> [Objective]
Extract every line of the records that contains the word "polka", and copy each of those lines in full.

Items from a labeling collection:
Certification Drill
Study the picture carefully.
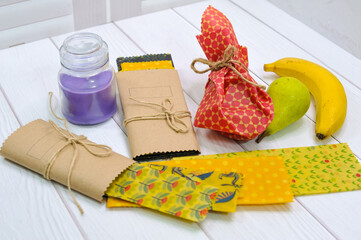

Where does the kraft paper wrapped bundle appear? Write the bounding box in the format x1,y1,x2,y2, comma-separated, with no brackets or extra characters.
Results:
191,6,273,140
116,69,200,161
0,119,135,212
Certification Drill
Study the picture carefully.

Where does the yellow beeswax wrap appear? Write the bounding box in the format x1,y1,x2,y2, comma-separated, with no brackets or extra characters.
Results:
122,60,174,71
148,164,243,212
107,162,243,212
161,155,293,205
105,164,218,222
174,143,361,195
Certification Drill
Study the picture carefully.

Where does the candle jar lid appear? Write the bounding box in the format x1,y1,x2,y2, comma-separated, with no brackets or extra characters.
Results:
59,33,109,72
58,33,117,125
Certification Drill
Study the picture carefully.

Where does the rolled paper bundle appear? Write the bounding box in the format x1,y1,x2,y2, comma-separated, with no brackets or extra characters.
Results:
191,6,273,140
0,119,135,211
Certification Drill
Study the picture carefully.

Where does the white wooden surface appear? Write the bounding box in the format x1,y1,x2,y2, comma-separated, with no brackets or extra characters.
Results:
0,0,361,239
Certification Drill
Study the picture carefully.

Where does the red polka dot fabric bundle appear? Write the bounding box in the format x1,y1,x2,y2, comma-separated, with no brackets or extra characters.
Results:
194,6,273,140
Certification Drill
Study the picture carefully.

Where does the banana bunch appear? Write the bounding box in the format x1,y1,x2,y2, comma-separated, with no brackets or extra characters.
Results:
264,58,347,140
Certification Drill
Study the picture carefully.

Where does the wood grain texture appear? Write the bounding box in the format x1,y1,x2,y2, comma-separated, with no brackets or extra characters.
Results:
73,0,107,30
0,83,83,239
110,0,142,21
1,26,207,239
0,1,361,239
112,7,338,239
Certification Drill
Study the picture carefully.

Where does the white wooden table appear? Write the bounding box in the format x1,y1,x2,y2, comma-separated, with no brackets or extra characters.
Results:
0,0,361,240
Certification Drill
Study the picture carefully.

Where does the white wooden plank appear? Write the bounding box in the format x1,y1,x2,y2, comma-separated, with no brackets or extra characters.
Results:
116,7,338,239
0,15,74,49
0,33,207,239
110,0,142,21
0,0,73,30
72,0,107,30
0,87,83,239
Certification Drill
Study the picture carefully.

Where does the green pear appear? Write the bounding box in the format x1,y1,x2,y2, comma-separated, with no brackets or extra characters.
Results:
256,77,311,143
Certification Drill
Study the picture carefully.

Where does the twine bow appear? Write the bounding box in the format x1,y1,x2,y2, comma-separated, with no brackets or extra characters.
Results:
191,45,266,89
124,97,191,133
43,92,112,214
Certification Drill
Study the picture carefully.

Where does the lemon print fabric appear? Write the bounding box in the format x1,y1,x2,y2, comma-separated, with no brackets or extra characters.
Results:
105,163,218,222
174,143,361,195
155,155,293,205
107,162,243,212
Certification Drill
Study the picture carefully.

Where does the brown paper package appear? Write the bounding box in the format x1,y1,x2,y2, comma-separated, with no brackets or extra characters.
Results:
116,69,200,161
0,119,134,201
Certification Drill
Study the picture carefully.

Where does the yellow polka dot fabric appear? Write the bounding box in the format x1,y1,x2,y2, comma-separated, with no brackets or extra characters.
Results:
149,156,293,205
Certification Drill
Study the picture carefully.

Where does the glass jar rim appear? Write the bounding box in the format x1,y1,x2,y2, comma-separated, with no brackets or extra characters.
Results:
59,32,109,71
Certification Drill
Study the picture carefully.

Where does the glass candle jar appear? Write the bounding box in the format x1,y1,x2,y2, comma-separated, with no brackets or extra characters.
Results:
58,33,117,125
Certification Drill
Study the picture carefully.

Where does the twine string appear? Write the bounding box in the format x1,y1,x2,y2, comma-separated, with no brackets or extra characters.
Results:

---

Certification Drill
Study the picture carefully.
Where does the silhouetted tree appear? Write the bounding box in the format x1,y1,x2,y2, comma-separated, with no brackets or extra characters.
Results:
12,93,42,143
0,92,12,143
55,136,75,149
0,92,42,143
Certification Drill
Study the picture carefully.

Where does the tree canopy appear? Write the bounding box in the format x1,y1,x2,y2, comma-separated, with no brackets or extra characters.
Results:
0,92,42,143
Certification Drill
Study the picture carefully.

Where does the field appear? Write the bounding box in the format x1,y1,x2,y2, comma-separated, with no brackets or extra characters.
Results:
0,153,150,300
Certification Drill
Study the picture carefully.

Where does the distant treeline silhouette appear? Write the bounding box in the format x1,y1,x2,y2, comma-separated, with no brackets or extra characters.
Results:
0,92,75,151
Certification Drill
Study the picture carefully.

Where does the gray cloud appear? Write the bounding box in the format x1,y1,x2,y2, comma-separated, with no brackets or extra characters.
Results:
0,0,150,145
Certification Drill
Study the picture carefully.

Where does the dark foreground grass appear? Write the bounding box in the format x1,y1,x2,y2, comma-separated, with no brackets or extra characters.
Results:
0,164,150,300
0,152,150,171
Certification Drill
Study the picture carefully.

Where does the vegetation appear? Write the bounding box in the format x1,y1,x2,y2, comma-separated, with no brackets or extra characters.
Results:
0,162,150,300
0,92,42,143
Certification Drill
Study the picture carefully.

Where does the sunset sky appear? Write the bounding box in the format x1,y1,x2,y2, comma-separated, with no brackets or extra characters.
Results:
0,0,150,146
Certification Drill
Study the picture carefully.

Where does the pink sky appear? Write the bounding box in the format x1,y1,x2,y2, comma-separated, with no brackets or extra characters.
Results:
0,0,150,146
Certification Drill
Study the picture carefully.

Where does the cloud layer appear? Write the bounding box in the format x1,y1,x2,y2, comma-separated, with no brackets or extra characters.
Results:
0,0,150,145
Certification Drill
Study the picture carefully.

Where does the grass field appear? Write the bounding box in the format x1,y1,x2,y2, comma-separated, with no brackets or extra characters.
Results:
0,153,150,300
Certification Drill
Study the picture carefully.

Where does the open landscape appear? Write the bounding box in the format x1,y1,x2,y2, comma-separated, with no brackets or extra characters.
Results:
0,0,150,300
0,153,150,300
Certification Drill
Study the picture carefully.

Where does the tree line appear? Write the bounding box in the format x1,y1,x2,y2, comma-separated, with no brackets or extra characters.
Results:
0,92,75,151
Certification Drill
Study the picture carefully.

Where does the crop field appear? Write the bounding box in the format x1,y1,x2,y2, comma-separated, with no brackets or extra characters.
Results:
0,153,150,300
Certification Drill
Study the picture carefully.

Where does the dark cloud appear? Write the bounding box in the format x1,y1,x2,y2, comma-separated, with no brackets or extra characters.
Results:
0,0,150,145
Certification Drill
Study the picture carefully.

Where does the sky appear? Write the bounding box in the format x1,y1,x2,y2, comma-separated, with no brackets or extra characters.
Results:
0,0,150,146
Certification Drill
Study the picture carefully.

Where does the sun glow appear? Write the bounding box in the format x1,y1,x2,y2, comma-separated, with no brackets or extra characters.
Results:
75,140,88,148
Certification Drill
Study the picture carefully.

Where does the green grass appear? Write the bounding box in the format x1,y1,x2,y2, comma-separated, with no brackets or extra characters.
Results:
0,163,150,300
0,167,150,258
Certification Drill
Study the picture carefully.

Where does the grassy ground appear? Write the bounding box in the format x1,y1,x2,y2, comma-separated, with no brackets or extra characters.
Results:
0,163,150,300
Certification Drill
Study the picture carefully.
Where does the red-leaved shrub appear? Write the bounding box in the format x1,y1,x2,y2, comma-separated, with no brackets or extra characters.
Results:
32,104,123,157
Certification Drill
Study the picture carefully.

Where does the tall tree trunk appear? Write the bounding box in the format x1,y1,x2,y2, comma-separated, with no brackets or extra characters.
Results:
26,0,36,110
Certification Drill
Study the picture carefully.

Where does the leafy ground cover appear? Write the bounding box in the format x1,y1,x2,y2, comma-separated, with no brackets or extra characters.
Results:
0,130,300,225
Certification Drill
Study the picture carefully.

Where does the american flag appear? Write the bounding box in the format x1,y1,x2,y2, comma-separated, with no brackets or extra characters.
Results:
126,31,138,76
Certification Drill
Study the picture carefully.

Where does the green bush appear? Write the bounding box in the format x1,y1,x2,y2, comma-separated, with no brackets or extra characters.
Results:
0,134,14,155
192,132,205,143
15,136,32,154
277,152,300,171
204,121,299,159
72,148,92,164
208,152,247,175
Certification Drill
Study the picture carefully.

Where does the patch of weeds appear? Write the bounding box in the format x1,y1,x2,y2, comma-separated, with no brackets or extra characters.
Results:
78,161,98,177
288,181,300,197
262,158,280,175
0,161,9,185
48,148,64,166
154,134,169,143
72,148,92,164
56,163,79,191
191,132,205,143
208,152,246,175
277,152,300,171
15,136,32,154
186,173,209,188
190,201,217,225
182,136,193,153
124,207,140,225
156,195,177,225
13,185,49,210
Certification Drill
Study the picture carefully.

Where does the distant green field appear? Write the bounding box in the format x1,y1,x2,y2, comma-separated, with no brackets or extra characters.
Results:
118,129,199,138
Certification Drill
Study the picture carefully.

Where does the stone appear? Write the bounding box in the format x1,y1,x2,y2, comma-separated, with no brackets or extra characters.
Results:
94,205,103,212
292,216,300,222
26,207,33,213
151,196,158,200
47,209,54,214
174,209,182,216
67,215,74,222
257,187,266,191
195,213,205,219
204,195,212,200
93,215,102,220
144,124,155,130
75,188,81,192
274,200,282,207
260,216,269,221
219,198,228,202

> [Result for this exercise]
Where does the red polka dot fabric bundle appear? Write the bounding box in the format x1,y1,x2,y2, comma-separated, with no brackets or extra characters.
Where does the yellow polka dot fabric appear? Write the bounding box in the format x1,y1,x2,y2, comma-separated, with no brackets or extra characters.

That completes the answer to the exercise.